• _REQUIREMENT A_
Reproduce the section of the Talent Sciences passage that opens with the words containing "There are no" and closes with "and social climbers.".
• _REQUIREMENT B_
Answer these questions using the Talent Sciences passage, one answer per line:
(i) Which two names appear in the example about management-scenario questions?
(ii) Which two jobs are given as wanting different traits?
(iii) How is success defined for a company's patterns?
• _REQUIREMENT C_
Continue the Talent Sciences passage from its last sentence onward.

• _DOCUMENT EXCERPT_
=== Section Start ===
The first step for Talent Sciences is to work with a large employer and assess “talent” with a set of games and interactive experiences: How do people reason and make decisions? Do they read the instructions first or react on the fly? Do their answers to management-scenario questions change depending on whether the delinquent employee is Juan or Alice? Do they follow procedures methodically, or do they take short cuts? Do they try harder under pressure, or do they quit in the face of difficulty?

There are no right answers, only patterns. Some patterns match successful employees in particular jobs; others match successful employees in other jobs (you want different traits in an advertising copywriter and in an accountant). Each company, and each kind of job within it, will have its own patterns of success (as defined by who stays and gets promoted). In a company with a pathological culture, success will be defined by liars and social climbers.
=== Section End ===
• _EXCERPTED RECORDS_
=== Section Start ===
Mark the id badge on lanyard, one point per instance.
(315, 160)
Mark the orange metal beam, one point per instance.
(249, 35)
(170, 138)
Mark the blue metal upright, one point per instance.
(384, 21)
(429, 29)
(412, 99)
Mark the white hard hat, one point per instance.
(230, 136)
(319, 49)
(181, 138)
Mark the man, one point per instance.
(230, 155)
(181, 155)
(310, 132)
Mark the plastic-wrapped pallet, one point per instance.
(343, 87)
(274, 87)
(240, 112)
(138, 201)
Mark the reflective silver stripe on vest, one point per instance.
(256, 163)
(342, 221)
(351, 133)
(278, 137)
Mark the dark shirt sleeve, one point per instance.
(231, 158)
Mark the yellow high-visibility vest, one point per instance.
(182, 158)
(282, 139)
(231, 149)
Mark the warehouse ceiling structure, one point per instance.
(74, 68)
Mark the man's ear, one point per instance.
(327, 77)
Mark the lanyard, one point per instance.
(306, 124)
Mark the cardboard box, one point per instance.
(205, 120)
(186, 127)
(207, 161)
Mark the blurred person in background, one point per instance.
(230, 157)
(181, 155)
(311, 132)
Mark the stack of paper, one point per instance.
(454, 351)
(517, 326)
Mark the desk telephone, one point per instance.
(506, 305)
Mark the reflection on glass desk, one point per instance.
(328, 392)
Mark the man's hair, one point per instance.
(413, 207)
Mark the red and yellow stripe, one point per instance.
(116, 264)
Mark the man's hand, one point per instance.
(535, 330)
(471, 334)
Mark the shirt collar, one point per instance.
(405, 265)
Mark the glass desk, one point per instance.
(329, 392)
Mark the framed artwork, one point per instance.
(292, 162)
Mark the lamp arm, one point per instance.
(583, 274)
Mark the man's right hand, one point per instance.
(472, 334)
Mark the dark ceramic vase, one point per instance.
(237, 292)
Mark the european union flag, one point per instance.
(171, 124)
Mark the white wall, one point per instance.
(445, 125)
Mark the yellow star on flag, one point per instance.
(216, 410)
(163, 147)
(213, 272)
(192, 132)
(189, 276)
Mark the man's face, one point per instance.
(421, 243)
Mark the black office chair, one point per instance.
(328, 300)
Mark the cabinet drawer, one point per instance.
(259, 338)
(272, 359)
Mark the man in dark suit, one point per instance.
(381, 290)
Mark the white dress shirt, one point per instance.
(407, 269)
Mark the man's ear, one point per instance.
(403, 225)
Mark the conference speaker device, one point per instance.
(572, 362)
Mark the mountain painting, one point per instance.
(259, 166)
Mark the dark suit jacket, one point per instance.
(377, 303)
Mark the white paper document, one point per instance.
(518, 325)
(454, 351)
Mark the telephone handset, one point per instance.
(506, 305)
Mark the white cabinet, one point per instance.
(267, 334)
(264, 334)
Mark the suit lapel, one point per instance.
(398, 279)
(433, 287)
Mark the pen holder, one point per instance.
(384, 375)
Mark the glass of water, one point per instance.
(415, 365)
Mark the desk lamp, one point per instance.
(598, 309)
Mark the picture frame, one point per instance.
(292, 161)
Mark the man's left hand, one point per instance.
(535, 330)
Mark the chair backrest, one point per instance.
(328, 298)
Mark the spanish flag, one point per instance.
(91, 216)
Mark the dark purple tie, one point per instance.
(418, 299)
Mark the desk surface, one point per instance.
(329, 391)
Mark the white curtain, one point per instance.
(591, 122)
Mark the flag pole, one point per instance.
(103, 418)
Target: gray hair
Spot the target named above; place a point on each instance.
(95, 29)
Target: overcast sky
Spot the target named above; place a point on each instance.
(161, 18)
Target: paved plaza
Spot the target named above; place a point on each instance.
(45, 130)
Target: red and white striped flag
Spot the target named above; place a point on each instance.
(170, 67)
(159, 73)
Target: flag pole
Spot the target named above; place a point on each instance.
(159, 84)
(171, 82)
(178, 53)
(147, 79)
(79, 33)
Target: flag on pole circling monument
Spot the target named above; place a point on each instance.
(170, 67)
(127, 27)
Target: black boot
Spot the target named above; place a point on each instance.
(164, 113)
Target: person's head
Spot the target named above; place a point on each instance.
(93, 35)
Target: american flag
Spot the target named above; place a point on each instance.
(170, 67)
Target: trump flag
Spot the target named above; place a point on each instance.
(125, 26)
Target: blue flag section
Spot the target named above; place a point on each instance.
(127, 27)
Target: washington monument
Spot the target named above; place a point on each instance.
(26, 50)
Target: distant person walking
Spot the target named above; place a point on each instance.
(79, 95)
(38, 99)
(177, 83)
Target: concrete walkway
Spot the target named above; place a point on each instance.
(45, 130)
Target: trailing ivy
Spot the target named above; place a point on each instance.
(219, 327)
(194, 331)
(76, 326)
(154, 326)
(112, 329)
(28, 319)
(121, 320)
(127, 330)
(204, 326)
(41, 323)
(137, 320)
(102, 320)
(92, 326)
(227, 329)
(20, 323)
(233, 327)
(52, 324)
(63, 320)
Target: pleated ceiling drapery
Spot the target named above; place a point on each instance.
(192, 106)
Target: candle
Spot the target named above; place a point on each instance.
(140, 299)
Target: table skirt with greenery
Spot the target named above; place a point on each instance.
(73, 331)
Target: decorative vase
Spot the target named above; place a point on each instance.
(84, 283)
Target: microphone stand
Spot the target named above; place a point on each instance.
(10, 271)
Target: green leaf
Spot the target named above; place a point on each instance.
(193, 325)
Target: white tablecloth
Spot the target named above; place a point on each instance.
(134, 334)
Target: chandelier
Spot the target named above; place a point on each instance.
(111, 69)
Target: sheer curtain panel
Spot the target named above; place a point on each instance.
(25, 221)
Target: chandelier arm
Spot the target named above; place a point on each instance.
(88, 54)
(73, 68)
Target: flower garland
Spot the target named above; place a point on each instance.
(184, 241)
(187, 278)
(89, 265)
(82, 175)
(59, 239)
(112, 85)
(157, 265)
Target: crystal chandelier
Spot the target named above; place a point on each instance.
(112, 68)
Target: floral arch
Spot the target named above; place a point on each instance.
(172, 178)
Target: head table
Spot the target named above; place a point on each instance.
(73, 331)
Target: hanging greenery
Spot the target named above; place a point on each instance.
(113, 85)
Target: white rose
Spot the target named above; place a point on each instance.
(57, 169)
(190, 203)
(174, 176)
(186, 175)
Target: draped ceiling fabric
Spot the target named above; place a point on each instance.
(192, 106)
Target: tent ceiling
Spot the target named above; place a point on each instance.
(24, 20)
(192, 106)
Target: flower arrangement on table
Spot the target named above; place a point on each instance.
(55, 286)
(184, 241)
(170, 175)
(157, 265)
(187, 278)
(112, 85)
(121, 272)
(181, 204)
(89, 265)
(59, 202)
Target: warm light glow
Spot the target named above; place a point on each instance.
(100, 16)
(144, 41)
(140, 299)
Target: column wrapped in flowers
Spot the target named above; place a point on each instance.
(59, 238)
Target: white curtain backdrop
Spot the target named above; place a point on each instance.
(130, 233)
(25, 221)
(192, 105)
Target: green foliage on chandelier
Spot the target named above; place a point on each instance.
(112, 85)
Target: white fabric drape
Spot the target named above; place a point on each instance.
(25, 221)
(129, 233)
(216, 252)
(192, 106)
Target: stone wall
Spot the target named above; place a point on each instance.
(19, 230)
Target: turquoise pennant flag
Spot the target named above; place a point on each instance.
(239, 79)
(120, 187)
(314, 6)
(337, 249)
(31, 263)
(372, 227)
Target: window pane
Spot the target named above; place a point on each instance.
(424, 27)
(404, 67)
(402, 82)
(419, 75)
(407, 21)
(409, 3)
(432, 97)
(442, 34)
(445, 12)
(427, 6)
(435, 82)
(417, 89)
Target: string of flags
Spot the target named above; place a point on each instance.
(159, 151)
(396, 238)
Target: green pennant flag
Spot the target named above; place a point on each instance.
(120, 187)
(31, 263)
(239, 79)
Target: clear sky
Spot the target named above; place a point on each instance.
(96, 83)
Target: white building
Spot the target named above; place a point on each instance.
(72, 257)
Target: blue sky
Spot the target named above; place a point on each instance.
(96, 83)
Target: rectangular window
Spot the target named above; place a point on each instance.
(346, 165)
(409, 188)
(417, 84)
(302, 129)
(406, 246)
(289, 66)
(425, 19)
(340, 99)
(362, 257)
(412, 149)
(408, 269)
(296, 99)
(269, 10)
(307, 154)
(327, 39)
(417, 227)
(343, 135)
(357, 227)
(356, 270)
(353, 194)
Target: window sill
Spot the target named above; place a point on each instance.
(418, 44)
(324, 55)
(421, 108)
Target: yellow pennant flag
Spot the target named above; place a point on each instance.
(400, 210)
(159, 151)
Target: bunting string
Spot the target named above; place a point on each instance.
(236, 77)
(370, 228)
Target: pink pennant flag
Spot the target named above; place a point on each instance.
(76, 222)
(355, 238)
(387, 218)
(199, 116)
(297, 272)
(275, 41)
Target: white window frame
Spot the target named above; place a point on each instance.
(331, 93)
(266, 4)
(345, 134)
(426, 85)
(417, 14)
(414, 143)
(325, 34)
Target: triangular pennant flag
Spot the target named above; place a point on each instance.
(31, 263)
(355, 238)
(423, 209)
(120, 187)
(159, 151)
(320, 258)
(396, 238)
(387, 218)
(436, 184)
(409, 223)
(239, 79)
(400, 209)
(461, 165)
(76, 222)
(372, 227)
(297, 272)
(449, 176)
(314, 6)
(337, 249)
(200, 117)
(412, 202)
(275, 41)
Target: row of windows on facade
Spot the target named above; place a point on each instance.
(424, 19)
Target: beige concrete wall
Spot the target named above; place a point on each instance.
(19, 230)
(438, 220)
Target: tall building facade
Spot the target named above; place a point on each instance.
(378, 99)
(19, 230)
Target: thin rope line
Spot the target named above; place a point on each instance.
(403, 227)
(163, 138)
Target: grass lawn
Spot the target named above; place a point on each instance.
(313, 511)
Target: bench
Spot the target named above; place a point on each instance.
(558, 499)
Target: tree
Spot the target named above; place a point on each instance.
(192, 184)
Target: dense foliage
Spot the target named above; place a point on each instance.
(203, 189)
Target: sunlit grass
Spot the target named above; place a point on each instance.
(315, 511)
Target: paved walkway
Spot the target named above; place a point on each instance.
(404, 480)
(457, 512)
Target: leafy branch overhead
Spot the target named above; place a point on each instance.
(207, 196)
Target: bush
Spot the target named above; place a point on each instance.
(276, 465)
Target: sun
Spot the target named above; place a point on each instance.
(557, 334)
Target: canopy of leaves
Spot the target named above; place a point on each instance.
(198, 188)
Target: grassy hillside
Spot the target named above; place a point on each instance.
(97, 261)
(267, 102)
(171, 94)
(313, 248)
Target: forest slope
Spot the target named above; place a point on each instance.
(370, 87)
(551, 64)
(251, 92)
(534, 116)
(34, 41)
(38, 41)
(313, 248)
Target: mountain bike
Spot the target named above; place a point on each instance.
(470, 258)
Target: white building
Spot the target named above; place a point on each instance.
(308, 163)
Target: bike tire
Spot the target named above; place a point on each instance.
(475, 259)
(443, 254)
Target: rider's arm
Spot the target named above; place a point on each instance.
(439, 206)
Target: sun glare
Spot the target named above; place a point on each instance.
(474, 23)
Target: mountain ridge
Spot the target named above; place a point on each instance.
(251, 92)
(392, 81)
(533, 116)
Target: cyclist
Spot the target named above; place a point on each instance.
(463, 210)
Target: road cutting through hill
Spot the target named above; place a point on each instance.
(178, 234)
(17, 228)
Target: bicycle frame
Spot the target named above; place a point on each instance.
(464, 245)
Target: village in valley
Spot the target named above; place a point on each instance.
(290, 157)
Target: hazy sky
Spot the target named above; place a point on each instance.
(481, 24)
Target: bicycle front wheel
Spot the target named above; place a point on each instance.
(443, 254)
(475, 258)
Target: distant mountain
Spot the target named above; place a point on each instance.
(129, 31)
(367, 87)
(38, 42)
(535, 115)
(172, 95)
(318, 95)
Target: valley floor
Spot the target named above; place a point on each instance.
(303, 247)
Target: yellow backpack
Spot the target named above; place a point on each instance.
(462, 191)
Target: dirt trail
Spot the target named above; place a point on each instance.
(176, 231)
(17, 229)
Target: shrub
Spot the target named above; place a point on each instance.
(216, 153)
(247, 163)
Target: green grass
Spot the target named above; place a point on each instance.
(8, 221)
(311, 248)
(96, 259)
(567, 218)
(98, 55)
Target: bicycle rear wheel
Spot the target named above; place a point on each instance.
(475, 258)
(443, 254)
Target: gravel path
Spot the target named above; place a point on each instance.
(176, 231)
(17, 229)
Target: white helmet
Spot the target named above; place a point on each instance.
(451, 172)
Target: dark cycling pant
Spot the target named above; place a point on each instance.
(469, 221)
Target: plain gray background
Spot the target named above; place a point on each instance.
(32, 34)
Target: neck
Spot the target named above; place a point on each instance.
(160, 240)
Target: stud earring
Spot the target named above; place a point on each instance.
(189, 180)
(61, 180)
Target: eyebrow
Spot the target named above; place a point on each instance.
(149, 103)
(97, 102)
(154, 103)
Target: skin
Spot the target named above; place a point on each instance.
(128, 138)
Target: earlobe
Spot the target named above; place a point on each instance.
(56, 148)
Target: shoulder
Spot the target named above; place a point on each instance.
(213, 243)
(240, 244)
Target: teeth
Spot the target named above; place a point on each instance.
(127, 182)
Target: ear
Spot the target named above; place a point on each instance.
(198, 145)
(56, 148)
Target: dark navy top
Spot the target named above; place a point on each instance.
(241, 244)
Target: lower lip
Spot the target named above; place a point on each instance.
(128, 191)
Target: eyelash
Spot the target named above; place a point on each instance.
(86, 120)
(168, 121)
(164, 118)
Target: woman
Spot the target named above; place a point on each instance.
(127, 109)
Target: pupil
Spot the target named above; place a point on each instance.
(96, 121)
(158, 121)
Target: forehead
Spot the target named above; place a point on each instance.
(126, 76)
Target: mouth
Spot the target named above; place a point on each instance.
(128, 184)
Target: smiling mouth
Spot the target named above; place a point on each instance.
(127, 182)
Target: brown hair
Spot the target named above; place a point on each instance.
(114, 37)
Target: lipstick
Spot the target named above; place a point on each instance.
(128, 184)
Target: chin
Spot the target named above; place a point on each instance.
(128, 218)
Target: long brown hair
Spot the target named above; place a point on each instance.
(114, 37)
=== Section End ===
• _TASK RESULT A_
There are no right answers, only patterns. Some patterns match successful employees in particular jobs; others match successful employees in other jobs (you want different traits in an advertising copywriter and in an accountant). Each company, and each kind of job within it, will have its own patterns of success (as defined by who stays and gets promoted). In a company with a pathological culture, success will be defined by liars and social climbers.

• _TASK RESULT B_
(i) Juan and Alice
(ii) An advertising copywriter and an accountant
(iii) By who stays and gets promoted

• _TASK RESULT C_
But the goal is not just selecting employees (ideally within good companies). After that, the service can be used to coach employees and empower them to improve themselves. Call it simulated apprenticeship: if your company has a shortage of supportive managers to train employees, they can be modeled in the software. The games and simulation exercises can be designed to train and reward certain kinds of behavior—quick decision-making over too much deliberation, delegation rather than do-it-myself behavior, and so on.

It remains unclear how effective this will be, but I’m betting on it. Experience shapes us as much as our genes (or innate talents) do, and online experience is cheaper and easier to shape. In real life, success could be due to luck, and it might teach us the wrong lessons. In a game, we can make sure that it teaches us the right ones.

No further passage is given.